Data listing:
* START *
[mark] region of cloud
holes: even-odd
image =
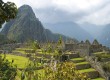
[[[36,16],[44,23],[74,21],[93,24],[110,22],[110,0],[4,0],[20,7],[30,5]]]
[[[79,22],[91,22],[97,25],[110,24],[110,3],[90,15],[83,16]]]

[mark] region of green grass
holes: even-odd
[[[76,65],[81,65],[81,64],[89,64],[88,62],[80,62],[80,63],[76,63]]]
[[[25,51],[25,50],[33,50],[33,49],[31,49],[31,48],[16,48],[16,50]]]
[[[25,51],[19,51],[19,50],[13,50],[13,52],[19,52],[19,53],[21,53],[21,54],[26,54]]]
[[[3,55],[2,55],[3,56]],[[26,57],[22,56],[15,56],[15,55],[6,55],[6,59],[9,60],[10,62],[14,60],[14,65],[17,65],[18,68],[25,68],[26,64],[29,62],[29,59]]]
[[[89,69],[82,69],[82,70],[78,70],[80,73],[87,73],[87,72],[92,72],[92,71],[96,71],[93,68],[89,68]]]
[[[105,80],[103,78],[96,78],[96,79],[92,79],[92,80]]]

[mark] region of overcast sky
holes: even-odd
[[[110,23],[110,0],[3,0],[18,7],[30,5],[43,23],[73,21],[97,25]]]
* END *
WHAT THIS TASK INVOLVES
Set out all of the lines above as a two-column CSV with the headers "label" and "polygons," one row per request. Put each request's text and its answer in single quoted fields with line breaks replaced by spaces, and leave the pictures out.

FINAL RESULT
label,polygons
"[mark] region of cloud holes: even-odd image =","[[[36,16],[44,23],[74,21],[93,24],[110,22],[110,0],[4,0],[20,7],[30,5]]] [[[79,22],[91,22],[97,25],[110,24],[110,3],[90,15],[83,16]]]"
"[mark] region of green grass holes: even-odd","[[[76,65],[81,65],[81,64],[89,64],[88,62],[80,62],[80,63],[76,63]]] [[[25,51],[25,50],[33,50],[33,49],[31,49],[31,48],[16,48],[16,50]]] [[[25,51],[19,51],[19,50],[13,50],[13,52],[19,52],[19,53],[21,53],[21,54],[26,54]]] [[[3,55],[2,55],[3,56]],[[26,57],[22,56],[15,56],[15,55],[6,55],[6,59],[9,60],[10,62],[14,60],[14,65],[17,65],[18,68],[25,68],[26,64],[29,62],[29,59]]] [[[89,69],[82,69],[82,70],[78,70],[80,73],[87,73],[87,72],[92,72],[92,71],[96,71],[93,68],[89,68]]] [[[105,80],[103,78],[96,78],[96,79],[92,79],[92,80]]]"
"[mark] region of overcast sky holes: even-odd","[[[110,23],[110,0],[3,0],[18,7],[30,5],[43,23],[73,21],[97,25]]]"